EXERCISE REQUIREMENTS:
Decide whether each statement below agrees with the land rights timeline that follows, answering yes or no and quoting the text's deciding words. 1. The Wave Hill strike lasted nine years. 2. The 1972 protest in Canberra began with a tent set up on the Parliament House lawn. 3. The Gurindji workers at Wave Hill were led by Vincent Lingiari.

# Start of PROVIDED PASSAGE

ALSO, USE THIS WEBSITE TO LEARN MORE ABOUT THE NATIVE TITLE AMMENDMENT ACT OF 1998: https://classic.austlii.edu.au/au/journals/UNSWLawJl/1999/7.html

  • 1966: Wave Hill Walk-Off

    • 200 Gurindji workers, led by Vincent Lingiari, went on strike and refused to work at Wave Hill station, protesting against poor wages and the location of the station, as it was based on what was traditionally Gurindji land. The 9-year strike that followed ended in Prime Minister Whitlam returning a portion of the land to the Gurindji people; a significant resolution that later impacted legislation that allowed First Nations people to claim Native Title.

  • 1972: The Tent Embassy

    • A group of Aboriginal men protested by placing a beach umbrella on the Parliament House lawn in Canberra and calling it the ‘Aboriginal Embassy’. They were spurred to do this because they felt out of place in their own country as they did not have ownership of their own traditional lands. This protest evolved into a movement that greatly impacted Land Rights, as it revealed to the wider Australian community the issue of Aboriginal Land Rights.

# End of PROVIDED PASSAGE
# Start of ENTRIES

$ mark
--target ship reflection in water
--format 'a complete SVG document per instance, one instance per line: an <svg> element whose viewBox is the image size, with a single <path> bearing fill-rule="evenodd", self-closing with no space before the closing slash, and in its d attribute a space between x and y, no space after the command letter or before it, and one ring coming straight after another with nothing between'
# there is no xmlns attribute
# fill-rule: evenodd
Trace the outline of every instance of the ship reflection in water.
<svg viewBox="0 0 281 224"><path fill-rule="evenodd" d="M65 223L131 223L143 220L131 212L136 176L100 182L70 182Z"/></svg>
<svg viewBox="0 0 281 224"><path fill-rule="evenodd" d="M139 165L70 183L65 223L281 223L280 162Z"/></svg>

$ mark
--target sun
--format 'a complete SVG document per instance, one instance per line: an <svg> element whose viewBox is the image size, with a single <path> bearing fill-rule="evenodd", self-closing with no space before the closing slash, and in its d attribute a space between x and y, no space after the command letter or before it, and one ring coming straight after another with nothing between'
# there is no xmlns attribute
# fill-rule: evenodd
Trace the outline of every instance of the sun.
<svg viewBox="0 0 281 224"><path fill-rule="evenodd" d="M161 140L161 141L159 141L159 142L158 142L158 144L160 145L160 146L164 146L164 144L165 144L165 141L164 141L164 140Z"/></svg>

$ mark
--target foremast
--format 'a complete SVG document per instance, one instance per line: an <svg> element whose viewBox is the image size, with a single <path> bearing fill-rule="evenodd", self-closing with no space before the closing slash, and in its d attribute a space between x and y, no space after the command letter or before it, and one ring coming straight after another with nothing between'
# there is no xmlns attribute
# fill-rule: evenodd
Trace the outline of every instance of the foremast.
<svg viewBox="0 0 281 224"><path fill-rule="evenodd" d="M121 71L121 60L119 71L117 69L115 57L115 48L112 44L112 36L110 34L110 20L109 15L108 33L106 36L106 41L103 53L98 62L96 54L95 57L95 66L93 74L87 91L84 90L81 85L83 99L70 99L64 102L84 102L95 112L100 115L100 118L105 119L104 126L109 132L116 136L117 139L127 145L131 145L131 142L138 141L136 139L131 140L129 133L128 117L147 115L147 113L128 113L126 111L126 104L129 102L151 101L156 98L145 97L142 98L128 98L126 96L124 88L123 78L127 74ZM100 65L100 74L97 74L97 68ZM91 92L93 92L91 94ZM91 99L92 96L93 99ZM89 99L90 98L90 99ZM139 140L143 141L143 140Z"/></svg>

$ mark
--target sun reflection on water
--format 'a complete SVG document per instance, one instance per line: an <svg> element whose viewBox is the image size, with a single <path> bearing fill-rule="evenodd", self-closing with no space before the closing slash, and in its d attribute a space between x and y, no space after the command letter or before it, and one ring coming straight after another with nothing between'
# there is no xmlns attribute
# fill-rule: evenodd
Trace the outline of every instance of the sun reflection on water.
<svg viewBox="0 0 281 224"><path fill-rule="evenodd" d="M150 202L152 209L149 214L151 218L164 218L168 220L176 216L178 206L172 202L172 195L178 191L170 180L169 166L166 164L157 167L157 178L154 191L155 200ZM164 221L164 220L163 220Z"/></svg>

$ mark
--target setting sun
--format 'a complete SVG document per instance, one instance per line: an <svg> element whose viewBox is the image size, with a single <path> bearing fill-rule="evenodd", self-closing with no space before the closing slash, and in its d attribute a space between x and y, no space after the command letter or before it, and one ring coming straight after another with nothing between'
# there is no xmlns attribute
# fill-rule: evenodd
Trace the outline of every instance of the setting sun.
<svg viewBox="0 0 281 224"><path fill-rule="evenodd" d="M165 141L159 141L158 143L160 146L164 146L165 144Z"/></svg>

# End of ENTRIES

RESULT:
1. Yes: "The 9-year strike that followed"
2. No: "placing a beach umbrella on the Parliament House lawn in Canberra"
3. Yes: "led by Vincent Lingiari"